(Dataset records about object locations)
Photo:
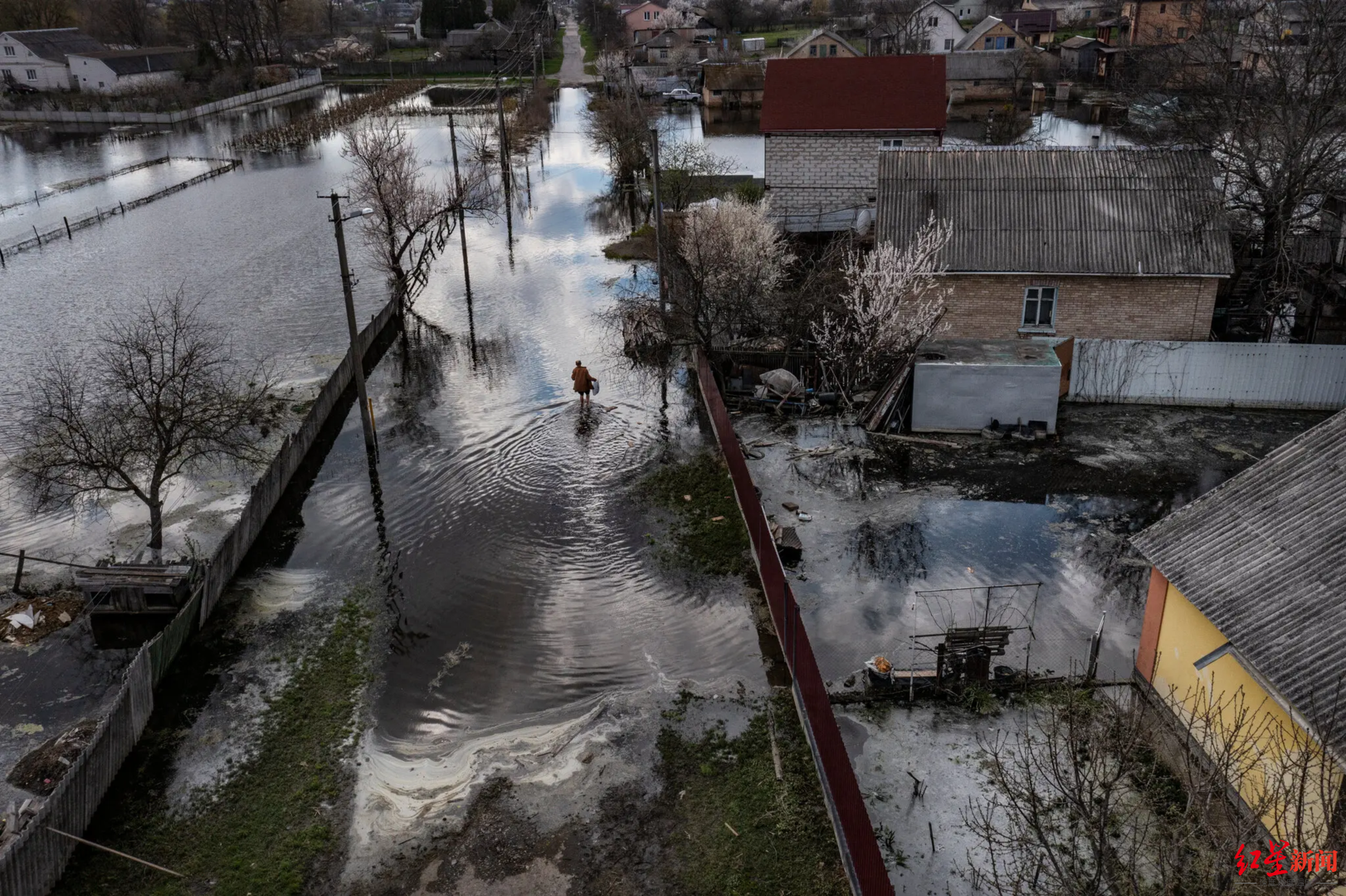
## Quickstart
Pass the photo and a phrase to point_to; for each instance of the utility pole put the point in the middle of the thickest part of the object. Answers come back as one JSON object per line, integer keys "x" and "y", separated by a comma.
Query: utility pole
{"x": 658, "y": 222}
{"x": 505, "y": 178}
{"x": 357, "y": 355}
{"x": 458, "y": 184}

Set exercise: Recast these records as a two-column CSV with the columns "query" and "reply", one row per record: the record's text under "query" and its answer under "reply". Put each field in double quotes, replace line breaks with spaces, and leave the pictures out.

Result of the task:
query,reply
"Photo: ## Quickstart Pass the photo and a phrase to point_to; for each instance of the utility pole put the point in the middle of the thickest part of the object. Answers come back as one JSON object per line, integer keys ""x"" and ""y"", separated by a comma. Query: utility pole","{""x"": 658, ""y"": 222} {""x"": 505, ""y"": 178} {""x"": 357, ""y"": 355} {""x"": 458, ""y"": 184}"